Direction:
Pull out every line of the material below that contains the string "frame", copying each line in full. Matching is case-sensitive.

═══ Supplied data ═══

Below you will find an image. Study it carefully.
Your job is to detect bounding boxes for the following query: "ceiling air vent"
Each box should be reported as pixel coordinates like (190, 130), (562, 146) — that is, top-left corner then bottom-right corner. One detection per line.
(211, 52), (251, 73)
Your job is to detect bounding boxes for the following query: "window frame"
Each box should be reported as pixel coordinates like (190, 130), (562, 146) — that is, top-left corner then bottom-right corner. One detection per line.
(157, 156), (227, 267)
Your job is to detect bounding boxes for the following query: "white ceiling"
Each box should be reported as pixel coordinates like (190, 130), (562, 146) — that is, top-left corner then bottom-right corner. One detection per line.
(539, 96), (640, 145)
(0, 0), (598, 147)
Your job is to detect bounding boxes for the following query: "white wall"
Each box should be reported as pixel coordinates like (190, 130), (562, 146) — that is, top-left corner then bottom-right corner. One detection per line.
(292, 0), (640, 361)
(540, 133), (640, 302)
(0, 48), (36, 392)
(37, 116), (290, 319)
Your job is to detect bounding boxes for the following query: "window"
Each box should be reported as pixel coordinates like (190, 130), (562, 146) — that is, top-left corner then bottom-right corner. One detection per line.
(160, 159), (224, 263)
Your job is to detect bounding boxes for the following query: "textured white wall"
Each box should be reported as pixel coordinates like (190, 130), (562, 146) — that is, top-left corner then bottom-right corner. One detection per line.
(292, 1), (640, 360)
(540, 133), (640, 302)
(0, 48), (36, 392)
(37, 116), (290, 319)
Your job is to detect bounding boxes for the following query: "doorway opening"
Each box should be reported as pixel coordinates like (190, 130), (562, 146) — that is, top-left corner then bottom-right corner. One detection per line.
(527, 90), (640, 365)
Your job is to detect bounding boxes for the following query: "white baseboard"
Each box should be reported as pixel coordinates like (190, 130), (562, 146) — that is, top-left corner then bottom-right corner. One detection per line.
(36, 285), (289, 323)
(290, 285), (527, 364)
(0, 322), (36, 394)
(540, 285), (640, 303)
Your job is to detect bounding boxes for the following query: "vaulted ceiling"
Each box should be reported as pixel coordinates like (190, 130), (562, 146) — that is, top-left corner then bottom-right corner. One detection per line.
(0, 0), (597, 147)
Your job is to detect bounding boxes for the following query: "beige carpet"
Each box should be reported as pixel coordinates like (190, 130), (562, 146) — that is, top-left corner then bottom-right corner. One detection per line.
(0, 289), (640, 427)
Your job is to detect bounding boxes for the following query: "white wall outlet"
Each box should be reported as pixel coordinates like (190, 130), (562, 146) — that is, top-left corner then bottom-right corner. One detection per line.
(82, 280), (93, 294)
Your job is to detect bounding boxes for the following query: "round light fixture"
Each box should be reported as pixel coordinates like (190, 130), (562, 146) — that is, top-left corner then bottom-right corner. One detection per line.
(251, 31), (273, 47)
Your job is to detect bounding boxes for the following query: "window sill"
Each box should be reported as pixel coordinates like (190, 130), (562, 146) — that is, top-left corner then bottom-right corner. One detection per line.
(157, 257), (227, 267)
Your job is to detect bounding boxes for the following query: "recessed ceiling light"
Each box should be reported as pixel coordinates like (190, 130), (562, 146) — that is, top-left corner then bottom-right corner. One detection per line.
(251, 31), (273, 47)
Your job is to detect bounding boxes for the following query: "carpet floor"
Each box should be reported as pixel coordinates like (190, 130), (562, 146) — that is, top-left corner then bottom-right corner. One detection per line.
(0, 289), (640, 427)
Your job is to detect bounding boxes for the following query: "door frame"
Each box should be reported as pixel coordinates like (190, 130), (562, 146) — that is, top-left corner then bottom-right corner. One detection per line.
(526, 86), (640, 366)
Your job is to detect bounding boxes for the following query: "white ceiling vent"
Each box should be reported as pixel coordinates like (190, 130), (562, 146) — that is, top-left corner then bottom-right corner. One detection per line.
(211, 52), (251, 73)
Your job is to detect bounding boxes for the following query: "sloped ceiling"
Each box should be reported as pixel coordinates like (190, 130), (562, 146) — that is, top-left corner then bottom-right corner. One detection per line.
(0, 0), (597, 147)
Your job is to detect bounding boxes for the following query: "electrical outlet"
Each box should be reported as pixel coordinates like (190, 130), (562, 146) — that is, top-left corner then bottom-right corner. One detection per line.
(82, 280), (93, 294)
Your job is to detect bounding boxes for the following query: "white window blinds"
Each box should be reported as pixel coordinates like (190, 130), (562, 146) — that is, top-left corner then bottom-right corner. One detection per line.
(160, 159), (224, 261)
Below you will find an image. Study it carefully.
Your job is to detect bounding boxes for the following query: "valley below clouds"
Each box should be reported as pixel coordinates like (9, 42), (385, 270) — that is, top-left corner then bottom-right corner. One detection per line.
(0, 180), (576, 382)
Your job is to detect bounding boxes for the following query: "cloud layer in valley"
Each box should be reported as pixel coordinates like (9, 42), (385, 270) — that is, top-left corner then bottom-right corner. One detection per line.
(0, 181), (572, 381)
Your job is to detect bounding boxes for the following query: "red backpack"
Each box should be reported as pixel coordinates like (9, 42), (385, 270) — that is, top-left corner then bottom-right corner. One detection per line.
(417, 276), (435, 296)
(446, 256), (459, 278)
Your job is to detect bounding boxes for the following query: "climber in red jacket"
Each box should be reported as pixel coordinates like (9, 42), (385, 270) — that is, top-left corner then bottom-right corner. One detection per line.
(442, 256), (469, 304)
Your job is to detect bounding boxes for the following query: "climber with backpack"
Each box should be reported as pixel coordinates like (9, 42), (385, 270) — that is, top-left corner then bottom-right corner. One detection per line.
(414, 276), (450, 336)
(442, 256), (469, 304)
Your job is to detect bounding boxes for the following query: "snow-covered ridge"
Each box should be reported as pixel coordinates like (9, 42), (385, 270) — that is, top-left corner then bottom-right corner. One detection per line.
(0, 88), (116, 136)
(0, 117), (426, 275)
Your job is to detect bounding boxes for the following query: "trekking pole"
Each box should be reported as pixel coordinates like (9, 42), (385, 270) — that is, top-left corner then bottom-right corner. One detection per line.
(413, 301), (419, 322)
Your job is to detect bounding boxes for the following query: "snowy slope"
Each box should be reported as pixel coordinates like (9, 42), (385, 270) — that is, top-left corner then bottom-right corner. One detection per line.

═══

Response below:
Your job is to detect bounding boxes for the following query: "window frame"
Your job is to detect bounding boxes for the following query: "door frame"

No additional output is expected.